* **EXERCISE GOAL**
Copy the stretch from the line containing "find the goalkeeper glove in the photo above" through the end of the records, renaming every "beard" to "stubble" and changing nothing else.

#### MATERIAL FOR THIS EXERCISE

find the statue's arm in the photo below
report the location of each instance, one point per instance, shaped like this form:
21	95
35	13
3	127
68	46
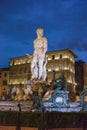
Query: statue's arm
45	46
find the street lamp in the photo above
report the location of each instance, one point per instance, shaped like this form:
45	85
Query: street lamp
54	73
18	127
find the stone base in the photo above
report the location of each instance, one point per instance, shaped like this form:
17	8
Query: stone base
60	98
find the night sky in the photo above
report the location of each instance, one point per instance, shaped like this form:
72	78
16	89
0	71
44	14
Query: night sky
64	23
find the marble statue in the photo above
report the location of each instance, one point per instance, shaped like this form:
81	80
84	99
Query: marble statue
39	59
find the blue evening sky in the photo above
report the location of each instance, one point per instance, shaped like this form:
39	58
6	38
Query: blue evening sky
64	23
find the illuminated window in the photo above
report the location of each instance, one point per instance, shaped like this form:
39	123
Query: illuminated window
53	57
5	74
4	82
60	56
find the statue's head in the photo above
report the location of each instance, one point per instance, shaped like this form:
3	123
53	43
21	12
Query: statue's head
39	31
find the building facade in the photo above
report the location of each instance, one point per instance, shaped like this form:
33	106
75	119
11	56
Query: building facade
61	61
4	81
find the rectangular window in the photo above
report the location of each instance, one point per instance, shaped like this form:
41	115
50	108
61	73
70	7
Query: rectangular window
53	57
4	82
5	74
60	56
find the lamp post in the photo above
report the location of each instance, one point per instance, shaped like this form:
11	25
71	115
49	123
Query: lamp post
18	127
54	73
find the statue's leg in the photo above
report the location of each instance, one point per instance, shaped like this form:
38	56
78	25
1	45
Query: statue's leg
40	65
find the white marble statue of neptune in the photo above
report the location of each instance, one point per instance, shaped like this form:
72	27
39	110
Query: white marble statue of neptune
39	59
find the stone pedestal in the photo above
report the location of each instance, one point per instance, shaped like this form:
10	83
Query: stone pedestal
60	98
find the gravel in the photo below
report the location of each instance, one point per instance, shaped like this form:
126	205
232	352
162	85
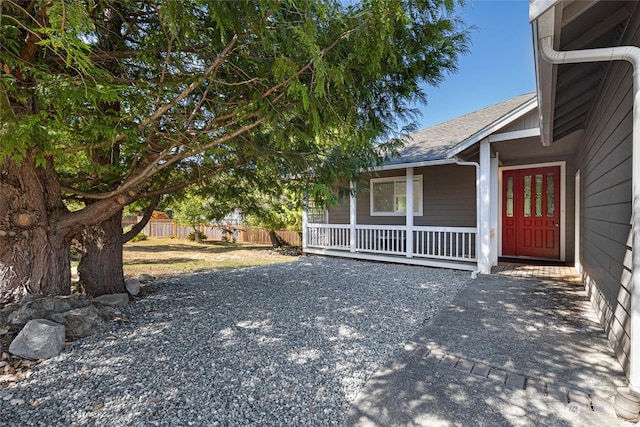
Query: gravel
280	345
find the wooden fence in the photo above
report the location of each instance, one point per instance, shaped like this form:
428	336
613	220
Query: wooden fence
235	233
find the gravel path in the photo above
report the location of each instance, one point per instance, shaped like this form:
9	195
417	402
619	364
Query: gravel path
281	345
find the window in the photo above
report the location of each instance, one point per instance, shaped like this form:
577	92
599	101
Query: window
389	196
316	213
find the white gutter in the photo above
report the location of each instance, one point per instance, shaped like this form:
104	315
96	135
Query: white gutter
412	165
632	55
538	7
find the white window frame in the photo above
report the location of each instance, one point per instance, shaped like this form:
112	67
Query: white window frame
395	179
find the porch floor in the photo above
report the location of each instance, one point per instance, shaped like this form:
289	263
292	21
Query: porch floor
537	270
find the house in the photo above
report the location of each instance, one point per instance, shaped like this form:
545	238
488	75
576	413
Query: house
453	175
588	80
553	175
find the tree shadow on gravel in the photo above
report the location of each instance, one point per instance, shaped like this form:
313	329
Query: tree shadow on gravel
288	344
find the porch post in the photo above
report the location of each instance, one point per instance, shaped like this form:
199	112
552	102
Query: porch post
305	221
484	194
409	213
352	216
495	195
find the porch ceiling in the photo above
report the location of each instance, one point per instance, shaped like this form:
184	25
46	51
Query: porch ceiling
583	27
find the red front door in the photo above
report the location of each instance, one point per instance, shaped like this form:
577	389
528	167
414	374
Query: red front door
531	212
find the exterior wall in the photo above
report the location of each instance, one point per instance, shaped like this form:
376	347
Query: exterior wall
449	198
604	160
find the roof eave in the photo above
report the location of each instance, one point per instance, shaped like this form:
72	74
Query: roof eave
488	130
543	16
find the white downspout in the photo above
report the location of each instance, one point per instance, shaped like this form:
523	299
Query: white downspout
632	55
474	273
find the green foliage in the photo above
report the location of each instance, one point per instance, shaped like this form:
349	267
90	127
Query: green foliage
139	237
136	98
197	236
190	210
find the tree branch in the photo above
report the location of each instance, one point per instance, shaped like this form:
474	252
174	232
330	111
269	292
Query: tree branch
143	222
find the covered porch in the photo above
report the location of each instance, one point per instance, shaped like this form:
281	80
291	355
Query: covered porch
449	247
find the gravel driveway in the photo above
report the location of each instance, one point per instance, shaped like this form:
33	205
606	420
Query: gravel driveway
280	345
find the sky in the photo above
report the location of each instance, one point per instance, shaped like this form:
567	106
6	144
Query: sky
499	64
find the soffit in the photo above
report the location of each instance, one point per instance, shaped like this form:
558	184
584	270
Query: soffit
585	25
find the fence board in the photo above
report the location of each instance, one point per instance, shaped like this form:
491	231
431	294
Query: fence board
167	228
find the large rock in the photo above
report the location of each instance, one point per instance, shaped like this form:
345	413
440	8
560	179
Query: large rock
133	286
81	322
41	307
39	339
113	300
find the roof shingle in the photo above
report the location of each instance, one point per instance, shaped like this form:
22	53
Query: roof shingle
434	142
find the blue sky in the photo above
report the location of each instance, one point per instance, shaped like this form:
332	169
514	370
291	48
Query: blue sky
499	65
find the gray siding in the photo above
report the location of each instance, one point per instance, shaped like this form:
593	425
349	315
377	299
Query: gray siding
449	199
604	159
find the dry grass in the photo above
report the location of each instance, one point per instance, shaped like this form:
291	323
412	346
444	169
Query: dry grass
162	257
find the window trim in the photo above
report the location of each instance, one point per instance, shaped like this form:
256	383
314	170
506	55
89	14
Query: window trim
394	179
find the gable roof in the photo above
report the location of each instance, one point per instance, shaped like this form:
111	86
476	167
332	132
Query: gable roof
445	140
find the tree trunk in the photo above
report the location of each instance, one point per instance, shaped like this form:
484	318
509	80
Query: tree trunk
101	266
34	252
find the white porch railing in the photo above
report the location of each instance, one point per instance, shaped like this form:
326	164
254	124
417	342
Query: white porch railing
443	243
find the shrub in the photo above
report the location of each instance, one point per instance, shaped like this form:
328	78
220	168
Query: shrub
197	236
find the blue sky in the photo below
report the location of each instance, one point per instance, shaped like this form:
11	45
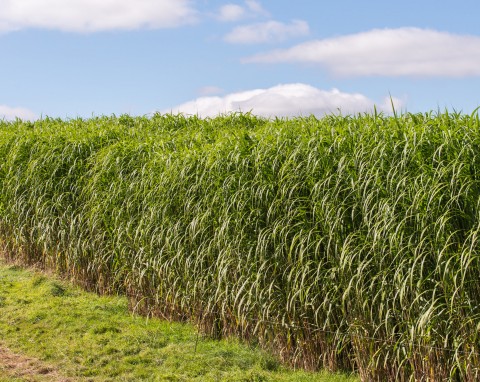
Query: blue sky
69	58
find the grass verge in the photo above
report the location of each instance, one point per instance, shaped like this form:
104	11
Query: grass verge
95	338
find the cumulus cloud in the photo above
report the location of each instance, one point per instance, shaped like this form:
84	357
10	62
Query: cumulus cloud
10	113
387	52
285	101
94	15
270	31
209	90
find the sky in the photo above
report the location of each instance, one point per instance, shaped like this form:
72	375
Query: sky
274	58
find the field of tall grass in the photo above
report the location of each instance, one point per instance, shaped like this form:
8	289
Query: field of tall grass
346	243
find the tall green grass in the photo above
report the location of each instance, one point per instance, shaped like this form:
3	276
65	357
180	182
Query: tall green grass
347	242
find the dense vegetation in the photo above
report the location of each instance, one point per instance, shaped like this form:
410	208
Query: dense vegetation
79	336
345	242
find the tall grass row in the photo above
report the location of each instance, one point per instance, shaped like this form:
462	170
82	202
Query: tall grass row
346	243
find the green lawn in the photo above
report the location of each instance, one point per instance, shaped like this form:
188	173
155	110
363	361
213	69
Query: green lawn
95	338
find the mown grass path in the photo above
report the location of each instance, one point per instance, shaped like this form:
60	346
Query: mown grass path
51	331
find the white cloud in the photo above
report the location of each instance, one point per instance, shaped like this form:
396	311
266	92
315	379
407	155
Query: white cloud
285	101
234	12
11	113
209	90
94	15
388	52
231	12
270	31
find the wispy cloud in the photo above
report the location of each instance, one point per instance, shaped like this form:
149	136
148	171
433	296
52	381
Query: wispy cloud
10	113
285	101
270	31
387	52
234	12
231	12
87	16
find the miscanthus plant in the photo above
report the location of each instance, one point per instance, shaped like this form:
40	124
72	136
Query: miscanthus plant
347	242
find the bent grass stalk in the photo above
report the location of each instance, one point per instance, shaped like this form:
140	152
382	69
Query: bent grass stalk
349	243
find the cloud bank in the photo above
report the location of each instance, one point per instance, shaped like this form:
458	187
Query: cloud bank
11	113
284	101
387	52
87	16
270	31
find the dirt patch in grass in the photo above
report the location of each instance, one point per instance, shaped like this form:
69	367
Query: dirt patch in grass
26	368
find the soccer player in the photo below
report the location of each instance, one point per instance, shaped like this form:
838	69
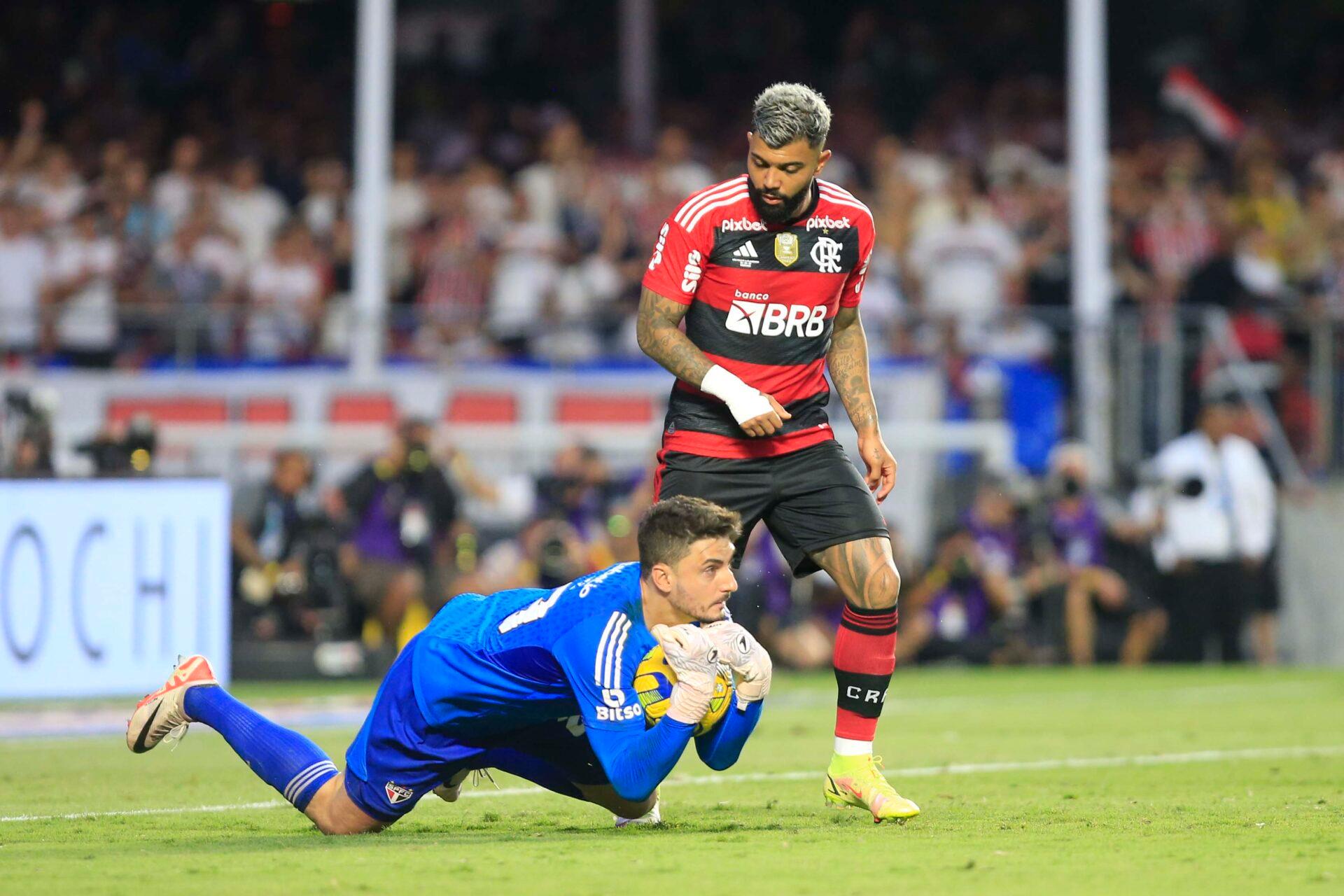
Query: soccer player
766	273
496	682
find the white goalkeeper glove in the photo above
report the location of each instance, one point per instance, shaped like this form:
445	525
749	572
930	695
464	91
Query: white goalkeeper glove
743	400
695	660
746	657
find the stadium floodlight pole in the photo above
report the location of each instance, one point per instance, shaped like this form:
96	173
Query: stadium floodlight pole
372	155
1089	222
638	57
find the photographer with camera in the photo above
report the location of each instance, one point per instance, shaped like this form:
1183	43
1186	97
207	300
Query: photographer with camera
122	449
952	610
26	438
1089	580
397	512
272	554
1215	501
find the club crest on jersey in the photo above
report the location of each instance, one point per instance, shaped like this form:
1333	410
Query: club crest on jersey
397	794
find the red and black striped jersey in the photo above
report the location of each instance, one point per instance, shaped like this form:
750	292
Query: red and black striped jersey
762	300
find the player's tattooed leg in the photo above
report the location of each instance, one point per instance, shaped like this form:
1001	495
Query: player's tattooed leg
864	571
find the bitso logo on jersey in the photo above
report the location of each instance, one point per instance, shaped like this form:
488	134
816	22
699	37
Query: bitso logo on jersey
397	794
654	680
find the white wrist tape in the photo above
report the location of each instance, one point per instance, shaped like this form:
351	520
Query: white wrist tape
743	402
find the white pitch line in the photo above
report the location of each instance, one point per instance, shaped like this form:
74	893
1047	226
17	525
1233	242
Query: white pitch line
918	771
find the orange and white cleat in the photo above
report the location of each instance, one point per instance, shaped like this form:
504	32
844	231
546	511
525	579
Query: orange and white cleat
163	713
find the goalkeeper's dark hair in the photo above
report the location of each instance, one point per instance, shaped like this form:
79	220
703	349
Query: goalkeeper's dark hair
671	527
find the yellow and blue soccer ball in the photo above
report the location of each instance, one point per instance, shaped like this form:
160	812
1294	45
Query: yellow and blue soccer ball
654	682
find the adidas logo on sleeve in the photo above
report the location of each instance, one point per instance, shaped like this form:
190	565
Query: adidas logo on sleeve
746	255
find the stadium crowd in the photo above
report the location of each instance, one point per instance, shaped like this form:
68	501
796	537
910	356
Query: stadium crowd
211	223
172	206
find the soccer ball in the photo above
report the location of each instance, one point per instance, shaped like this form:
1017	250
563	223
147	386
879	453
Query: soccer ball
654	682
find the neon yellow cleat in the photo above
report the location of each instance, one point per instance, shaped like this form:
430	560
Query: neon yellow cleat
855	780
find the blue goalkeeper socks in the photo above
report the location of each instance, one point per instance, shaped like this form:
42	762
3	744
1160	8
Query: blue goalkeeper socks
286	760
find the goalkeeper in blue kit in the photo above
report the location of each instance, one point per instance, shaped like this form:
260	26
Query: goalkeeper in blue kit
539	684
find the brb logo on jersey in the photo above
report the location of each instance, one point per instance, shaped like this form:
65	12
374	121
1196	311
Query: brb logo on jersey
750	316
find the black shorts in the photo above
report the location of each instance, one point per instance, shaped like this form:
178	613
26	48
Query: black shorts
809	500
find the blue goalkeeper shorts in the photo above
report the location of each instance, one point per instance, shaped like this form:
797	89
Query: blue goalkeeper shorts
396	758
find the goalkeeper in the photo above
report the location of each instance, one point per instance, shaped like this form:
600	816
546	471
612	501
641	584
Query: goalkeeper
534	682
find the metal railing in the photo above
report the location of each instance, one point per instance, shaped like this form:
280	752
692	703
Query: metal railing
1159	359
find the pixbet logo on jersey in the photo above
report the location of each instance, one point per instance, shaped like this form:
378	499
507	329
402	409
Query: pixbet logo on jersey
749	316
739	225
827	222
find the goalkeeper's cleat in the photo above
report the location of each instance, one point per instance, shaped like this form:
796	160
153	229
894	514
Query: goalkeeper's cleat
651	817
162	713
857	780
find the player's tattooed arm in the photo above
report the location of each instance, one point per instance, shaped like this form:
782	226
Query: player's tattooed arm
847	359
659	333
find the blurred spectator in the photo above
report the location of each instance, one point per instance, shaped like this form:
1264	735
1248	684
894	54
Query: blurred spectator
195	274
84	292
546	554
580	491
327	199
57	191
286	298
1078	590
269	566
23	276
964	258
398	510
251	210
1214	504
178	190
1266	203
407	209
952	610
144	226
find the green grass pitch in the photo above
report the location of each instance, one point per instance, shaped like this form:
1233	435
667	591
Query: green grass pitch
1054	780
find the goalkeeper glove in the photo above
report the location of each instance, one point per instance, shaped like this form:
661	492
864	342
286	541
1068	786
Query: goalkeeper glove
746	657
695	660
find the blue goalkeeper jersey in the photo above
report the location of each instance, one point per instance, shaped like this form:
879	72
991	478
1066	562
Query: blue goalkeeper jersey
510	660
489	665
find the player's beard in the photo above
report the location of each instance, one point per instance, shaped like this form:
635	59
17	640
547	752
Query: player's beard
790	209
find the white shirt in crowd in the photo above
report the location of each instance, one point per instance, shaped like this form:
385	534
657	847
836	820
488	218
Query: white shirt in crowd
174	195
1231	519
58	202
23	270
254	218
962	266
88	318
284	296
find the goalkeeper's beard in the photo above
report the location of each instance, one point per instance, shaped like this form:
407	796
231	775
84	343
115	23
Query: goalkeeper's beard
778	214
686	605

########

* **EXERCISE OUTPUT**
find the goalkeeper glove in the photo above
report the location of each instance, one point per instance, shaped like this form:
661	492
864	342
286	541
1068	786
Query: goalkeeper glove
746	657
695	660
find the blue goalkeeper jersey in the photo above
report the location of each instance, one point per instance, shaped like this form:
879	72
991	478
1066	562
Query: blue goalkeeper jersey
510	660
489	665
find the player's stubble in the photo above
report the location of each instance, one point per instance, shaped like this form:
635	59
17	640
547	752
Query: player's stubble
790	209
find the white shirt in crowd in the photo above
report the location of each instance, one point per instance, shaped like this form:
385	534
657	847
836	820
488	218
Query: white shirt in crowd
174	195
1231	519
58	202
23	270
254	218
962	266
88	318
284	296
find the goalkeeper's stubble in the photo above
report the location of each instance, one point per instance, shaped like this form:
407	796
231	775
84	343
115	23
Query: goalkeeper's stubble
778	214
686	605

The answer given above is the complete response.